Recorded information:
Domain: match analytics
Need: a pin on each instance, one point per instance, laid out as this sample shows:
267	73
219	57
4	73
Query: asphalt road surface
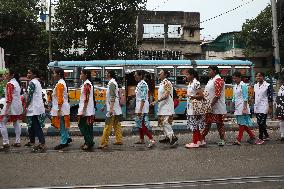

Exercise goal: Give the data above back unchanged, except for the pictures.

Output for this task:
Domain: match analytics
Need: a pin on each instance, one point per instance, laid out as this sample shows:
267	73
219	57
4	73
Query: asphalt road surface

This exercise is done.